● To do
All lines after the one containing "Give the innermost point of each instance of the man with" are needed, along with that line itself. Please repeat them exactly through the end of the entries.

(Dataset excerpts)
+---+

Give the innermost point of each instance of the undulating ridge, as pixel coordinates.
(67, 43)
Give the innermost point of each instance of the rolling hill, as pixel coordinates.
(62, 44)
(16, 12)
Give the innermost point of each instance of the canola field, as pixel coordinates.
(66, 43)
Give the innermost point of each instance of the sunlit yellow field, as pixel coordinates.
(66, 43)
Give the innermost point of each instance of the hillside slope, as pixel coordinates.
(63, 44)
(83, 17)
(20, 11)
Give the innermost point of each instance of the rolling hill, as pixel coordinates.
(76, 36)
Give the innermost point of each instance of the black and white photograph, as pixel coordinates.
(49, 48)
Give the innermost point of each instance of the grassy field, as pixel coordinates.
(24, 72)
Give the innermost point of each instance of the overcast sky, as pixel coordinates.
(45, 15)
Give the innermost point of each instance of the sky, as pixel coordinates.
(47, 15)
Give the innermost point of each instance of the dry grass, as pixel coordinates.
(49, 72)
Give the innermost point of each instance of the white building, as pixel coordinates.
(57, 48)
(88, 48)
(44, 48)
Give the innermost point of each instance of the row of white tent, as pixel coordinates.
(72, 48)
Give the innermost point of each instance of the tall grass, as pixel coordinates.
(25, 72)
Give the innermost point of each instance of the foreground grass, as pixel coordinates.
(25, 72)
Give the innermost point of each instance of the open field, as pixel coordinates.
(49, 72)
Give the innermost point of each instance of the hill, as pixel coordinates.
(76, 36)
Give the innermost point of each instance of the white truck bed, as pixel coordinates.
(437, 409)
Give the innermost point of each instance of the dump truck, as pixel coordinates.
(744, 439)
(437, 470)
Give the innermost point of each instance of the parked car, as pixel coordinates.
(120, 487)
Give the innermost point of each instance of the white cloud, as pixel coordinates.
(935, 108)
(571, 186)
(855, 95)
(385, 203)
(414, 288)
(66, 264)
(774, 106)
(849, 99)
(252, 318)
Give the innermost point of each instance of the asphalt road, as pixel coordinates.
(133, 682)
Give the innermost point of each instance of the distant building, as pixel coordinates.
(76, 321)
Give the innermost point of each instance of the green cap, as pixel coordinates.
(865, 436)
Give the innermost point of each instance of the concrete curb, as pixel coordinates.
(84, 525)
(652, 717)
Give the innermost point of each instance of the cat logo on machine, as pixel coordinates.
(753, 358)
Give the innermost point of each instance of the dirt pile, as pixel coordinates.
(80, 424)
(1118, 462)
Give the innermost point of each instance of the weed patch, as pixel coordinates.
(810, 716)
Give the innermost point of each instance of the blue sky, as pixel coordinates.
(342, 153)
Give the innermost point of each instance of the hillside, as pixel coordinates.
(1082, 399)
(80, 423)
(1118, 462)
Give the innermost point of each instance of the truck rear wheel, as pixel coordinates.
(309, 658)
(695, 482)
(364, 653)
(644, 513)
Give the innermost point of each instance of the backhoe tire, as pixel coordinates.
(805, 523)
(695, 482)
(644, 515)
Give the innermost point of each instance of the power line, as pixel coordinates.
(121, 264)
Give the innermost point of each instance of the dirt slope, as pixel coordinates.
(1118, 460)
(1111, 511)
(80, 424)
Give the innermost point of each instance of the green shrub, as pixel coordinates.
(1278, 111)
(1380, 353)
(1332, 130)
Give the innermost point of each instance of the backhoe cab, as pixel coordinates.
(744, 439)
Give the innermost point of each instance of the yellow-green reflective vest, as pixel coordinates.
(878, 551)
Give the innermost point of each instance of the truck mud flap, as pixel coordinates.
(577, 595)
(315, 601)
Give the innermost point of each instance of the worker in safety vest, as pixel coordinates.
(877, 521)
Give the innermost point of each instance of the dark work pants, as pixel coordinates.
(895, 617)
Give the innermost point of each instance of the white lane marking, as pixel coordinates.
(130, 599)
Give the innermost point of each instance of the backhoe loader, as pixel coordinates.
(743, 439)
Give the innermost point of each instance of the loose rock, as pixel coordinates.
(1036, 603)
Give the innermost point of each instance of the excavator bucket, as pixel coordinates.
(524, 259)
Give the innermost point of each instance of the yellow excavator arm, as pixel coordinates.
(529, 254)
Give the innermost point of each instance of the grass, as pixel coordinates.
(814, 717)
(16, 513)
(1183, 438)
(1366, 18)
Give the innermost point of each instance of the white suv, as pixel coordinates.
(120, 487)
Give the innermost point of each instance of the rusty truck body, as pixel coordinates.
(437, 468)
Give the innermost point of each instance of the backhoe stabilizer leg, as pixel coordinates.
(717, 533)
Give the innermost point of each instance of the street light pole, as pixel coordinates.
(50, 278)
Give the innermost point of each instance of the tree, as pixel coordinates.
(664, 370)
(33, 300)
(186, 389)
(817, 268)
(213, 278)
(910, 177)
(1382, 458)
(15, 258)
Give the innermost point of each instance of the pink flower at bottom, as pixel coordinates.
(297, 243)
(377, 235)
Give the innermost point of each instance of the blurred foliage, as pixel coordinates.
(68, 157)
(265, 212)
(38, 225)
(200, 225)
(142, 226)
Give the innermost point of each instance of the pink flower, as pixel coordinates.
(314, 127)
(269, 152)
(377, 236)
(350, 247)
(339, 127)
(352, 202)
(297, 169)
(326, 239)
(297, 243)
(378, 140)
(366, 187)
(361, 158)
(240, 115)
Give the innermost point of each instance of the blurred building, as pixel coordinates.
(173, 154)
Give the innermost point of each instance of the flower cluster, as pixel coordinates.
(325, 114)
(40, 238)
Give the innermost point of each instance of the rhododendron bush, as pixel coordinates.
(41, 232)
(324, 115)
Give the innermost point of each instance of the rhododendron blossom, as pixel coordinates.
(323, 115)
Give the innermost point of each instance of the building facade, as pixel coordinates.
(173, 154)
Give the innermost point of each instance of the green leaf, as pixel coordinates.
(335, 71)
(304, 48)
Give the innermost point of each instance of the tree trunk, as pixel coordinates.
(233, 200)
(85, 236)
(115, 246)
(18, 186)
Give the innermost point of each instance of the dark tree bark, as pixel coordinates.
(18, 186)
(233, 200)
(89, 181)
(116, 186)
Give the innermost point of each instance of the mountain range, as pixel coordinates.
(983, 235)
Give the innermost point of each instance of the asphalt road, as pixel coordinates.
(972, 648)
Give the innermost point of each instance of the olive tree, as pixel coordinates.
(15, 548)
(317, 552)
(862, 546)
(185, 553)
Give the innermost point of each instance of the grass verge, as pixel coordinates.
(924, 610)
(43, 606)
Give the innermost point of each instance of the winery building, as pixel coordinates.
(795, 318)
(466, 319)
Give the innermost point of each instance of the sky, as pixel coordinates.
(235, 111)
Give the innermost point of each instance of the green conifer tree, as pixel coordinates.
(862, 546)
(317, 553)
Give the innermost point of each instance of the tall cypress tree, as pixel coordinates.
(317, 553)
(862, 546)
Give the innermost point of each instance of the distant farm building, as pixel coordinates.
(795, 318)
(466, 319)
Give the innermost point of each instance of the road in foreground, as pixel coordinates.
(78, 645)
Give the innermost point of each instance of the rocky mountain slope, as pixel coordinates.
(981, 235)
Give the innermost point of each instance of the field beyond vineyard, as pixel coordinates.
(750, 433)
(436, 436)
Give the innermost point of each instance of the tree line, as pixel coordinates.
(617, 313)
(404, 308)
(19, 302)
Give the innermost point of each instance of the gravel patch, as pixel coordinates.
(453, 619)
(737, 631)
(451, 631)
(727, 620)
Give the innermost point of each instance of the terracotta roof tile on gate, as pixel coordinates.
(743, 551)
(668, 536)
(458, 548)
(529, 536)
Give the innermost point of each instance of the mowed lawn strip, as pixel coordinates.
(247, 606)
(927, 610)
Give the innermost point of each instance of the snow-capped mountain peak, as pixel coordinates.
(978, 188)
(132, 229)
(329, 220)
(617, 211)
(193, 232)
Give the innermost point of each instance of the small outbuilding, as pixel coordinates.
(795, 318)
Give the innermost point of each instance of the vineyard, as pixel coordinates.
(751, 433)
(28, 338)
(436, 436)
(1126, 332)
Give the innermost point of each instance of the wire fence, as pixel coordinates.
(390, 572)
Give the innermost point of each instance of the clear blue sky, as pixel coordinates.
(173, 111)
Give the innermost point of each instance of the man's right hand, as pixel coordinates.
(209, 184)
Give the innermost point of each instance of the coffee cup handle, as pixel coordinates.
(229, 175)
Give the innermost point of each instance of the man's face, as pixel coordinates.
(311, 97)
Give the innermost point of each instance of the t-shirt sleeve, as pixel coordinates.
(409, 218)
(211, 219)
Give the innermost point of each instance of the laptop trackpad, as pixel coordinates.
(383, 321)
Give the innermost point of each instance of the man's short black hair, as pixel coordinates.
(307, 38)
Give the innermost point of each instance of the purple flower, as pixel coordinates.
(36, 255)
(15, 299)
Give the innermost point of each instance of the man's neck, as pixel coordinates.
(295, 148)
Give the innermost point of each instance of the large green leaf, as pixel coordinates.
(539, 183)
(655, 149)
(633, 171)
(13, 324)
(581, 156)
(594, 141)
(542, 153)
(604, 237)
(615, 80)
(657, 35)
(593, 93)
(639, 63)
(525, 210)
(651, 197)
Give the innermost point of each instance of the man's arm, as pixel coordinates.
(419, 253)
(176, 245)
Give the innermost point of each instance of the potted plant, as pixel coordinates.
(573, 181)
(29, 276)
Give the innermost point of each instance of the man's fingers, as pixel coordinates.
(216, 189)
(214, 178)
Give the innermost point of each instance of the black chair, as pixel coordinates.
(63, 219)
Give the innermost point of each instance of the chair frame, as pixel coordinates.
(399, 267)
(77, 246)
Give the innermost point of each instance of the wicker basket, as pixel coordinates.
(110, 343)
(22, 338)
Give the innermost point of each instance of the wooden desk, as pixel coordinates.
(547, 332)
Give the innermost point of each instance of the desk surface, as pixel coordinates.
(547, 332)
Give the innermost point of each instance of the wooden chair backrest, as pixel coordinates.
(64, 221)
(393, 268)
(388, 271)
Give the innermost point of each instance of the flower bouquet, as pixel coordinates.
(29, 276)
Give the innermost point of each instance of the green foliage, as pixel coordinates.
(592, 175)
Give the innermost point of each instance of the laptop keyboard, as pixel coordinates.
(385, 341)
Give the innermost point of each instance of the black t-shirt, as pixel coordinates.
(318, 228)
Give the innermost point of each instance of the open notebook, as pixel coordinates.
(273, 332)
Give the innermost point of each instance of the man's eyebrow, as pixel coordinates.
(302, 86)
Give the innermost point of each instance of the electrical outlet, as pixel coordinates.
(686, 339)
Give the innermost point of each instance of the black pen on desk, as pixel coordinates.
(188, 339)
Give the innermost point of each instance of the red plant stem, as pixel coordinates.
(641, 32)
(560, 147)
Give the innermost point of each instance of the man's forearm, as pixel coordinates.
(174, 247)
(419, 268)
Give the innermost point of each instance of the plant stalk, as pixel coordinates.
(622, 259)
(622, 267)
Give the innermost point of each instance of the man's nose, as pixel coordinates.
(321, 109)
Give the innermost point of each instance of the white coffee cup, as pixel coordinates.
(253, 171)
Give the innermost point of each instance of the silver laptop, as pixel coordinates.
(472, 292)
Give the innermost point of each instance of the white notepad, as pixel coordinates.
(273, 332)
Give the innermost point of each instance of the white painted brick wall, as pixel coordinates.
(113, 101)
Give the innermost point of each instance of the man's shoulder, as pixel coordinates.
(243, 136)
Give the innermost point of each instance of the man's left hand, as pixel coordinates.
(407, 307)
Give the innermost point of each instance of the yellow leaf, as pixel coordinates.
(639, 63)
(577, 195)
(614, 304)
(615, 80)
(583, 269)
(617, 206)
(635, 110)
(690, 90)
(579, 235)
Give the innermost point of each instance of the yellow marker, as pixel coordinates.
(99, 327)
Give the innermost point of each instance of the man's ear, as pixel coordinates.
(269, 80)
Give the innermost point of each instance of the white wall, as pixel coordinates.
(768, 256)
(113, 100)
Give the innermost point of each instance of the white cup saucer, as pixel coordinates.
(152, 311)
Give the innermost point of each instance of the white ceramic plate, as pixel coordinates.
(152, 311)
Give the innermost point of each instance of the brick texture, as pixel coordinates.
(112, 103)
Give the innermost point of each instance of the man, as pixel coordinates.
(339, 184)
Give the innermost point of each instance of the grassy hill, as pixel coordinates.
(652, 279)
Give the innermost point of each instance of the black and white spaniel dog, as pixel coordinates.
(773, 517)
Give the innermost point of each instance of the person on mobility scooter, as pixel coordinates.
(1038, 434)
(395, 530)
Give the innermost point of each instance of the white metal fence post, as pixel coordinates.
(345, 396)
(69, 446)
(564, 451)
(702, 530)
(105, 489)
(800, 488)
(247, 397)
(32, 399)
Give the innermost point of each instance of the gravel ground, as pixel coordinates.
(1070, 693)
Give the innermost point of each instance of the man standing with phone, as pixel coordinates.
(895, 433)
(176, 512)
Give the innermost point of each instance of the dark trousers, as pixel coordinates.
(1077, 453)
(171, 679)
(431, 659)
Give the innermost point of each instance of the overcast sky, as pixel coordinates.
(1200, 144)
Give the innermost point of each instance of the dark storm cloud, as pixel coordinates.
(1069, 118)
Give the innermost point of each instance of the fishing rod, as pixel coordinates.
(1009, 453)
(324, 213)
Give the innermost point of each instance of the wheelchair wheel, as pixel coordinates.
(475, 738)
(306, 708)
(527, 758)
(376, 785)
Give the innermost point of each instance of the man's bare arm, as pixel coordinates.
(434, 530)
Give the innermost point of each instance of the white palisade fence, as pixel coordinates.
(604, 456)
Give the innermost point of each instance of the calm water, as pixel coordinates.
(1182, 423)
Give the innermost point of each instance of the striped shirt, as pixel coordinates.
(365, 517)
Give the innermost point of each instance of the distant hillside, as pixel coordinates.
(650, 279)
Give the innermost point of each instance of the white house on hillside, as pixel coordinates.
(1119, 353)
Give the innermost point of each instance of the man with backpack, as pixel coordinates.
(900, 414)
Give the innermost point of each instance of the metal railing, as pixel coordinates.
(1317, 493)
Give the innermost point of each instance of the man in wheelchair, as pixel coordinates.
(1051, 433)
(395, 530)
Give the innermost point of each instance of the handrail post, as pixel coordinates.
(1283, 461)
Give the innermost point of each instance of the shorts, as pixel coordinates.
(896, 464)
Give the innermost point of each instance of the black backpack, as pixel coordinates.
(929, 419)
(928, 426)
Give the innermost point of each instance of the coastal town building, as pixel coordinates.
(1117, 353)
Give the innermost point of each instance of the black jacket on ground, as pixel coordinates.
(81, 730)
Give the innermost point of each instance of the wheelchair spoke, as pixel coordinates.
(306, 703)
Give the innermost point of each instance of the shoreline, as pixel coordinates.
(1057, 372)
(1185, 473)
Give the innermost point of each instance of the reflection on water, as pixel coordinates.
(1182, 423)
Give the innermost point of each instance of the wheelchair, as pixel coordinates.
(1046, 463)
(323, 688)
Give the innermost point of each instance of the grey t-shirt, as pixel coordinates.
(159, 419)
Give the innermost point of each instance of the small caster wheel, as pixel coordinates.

+---+

● Response area
Give the innermost point of each instance of the man with backpack, as pixel coordinates.
(900, 414)
Give the innermost point of each instance of the metal railing, as pixel coordinates.
(1317, 493)
Give the innermost point of each instance of the man in wheelchair, as pixel coordinates.
(1051, 433)
(395, 530)
Give the innermost point of each instance of the handrail post, as pixel coordinates.
(1283, 461)
Give the innermost point of each instance of the shorts, as pixel coordinates.
(896, 464)
Give the innermost point of each instance of the black backpack, as pixel coordinates.
(929, 419)
(928, 426)
Give the innermost point of each instance of the coastal town building, as pixel coordinates.
(1117, 353)
Give the innermost point of each instance of the black jacket on ground, as pixel coordinates.
(81, 730)
Give the innermost point of each instance of the wheelchair spoke, as pixel coordinates.
(306, 703)
Give the innermost point of each instance of the shoreline, as pixel coordinates.
(1057, 372)
(1185, 473)
Give the innermost point of each instance of the reflection on water, as pixel coordinates.
(1182, 423)
Give the innermost point of each instance of the wheelchair, as pixel coordinates.
(1046, 463)
(323, 688)
Give the innermost point of each instance of the grey t-shirt, as pixel coordinates.
(159, 419)
Give the innermost point of each instance of the small caster wheel, as pixel coordinates.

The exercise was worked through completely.